» **TASK DIRECTIONS**
Please print the data again exactly as given.

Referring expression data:
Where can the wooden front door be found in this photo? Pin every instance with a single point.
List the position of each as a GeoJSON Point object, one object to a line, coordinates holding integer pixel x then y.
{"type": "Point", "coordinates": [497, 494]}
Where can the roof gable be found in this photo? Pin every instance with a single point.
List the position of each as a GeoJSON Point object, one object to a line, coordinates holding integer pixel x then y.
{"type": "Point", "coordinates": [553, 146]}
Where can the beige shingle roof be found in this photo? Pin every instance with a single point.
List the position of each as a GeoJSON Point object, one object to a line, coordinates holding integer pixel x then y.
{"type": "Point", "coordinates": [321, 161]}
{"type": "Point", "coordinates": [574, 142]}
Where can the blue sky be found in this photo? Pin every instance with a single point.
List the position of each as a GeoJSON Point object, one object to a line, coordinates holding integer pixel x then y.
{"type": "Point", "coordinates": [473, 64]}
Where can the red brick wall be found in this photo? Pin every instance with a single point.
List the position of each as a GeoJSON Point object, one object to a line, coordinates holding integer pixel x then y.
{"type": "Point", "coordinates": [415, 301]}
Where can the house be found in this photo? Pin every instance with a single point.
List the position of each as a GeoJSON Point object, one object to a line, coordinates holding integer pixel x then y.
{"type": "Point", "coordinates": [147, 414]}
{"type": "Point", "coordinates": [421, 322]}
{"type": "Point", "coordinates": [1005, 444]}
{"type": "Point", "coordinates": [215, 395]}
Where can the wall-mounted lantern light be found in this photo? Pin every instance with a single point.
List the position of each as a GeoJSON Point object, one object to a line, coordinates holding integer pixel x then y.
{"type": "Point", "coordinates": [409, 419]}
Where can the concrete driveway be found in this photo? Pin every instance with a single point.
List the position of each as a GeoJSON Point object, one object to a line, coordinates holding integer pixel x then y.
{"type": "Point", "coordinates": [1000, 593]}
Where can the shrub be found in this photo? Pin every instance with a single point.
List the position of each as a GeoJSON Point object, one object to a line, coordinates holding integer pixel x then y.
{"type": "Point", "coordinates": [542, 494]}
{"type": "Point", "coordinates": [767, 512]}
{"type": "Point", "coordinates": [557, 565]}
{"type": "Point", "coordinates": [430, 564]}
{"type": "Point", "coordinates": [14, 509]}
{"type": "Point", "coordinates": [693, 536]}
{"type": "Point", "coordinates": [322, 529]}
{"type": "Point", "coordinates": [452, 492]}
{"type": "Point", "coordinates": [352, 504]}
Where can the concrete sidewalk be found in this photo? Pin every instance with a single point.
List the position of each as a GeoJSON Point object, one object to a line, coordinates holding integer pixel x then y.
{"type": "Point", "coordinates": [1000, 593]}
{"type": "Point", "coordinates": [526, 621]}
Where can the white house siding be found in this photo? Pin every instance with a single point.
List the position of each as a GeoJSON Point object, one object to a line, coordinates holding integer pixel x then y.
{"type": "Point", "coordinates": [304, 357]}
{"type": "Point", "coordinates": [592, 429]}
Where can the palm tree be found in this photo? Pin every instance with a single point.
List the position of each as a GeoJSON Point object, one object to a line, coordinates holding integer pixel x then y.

» **RESPONSE**
Where can the wooden front door be found in this photo? Pin every instance with a single point.
List the position of each as a GeoJSON Point object, one object to a line, coordinates holding integer pixel x then y.
{"type": "Point", "coordinates": [497, 494]}
Where can the roof gable be found in this photo? Pin every instance with a single point.
List the position of each as a GeoJSON Point object, one object to a line, coordinates holding integer pixel x then y.
{"type": "Point", "coordinates": [553, 146]}
Where can the beige shingle roof be found in this photo? Pin every instance with a single point.
List the position of each as a GeoJSON Point object, one object to a line, coordinates holding integer pixel x then y.
{"type": "Point", "coordinates": [321, 161]}
{"type": "Point", "coordinates": [574, 142]}
Where can the blue sky be found in this photo? Pin every instance with a single point.
List the position of each as a GeoJSON Point object, one object to a line, coordinates holding integer pixel x then y.
{"type": "Point", "coordinates": [473, 64]}
Where can the red brick wall be found in this photo? Pin every instance with a single point.
List the position of each as a GeoJSON Point object, one object to a line, coordinates holding integer pixel x then y.
{"type": "Point", "coordinates": [415, 301]}
Where can the house be found in this photo? Pin every instance with a single point.
List the position of each as a GeoJSON Point object, one object to a line, coordinates holding integer pixel x then y.
{"type": "Point", "coordinates": [147, 414]}
{"type": "Point", "coordinates": [421, 322]}
{"type": "Point", "coordinates": [1005, 444]}
{"type": "Point", "coordinates": [215, 395]}
Where can the wall-mounted lantern light be found in this photo? Pin every instance with a single point.
List the position of each as a GeoJSON Point object, one object to a line, coordinates holding integer pixel x then y.
{"type": "Point", "coordinates": [409, 419]}
Where can the concrete driveway be found in this photo? Pin every instance with a single point.
List the position of each as a GeoJSON Point object, one object to a line, coordinates holding integer pixel x then y.
{"type": "Point", "coordinates": [1000, 593]}
Where can the shrub be found in this photo? Pin every instance with a single point.
List the position of each as a GeoJSON Point object, one object to a line, coordinates holding integer pixel x then y.
{"type": "Point", "coordinates": [542, 494]}
{"type": "Point", "coordinates": [767, 512]}
{"type": "Point", "coordinates": [557, 565]}
{"type": "Point", "coordinates": [430, 564]}
{"type": "Point", "coordinates": [14, 509]}
{"type": "Point", "coordinates": [693, 536]}
{"type": "Point", "coordinates": [322, 529]}
{"type": "Point", "coordinates": [452, 492]}
{"type": "Point", "coordinates": [352, 504]}
Where can the concrete sidewalk be found in this photo? Pin every instance with a single point.
List the position of each as a GeoJSON Point object, one object to a line, coordinates holding integer pixel x then y.
{"type": "Point", "coordinates": [1000, 593]}
{"type": "Point", "coordinates": [526, 621]}
Where can the white house siding be found in this photo? Pin every instance with a single point.
List the position of each as a GeoJSON Point object, one object to a line, coordinates holding integer pixel x then y.
{"type": "Point", "coordinates": [304, 357]}
{"type": "Point", "coordinates": [592, 429]}
Where can the palm tree be found in this photo? Pin every instance with a single point.
List the position of each as a GeoJSON Point object, one object to a line, coordinates holding integer pixel x then y.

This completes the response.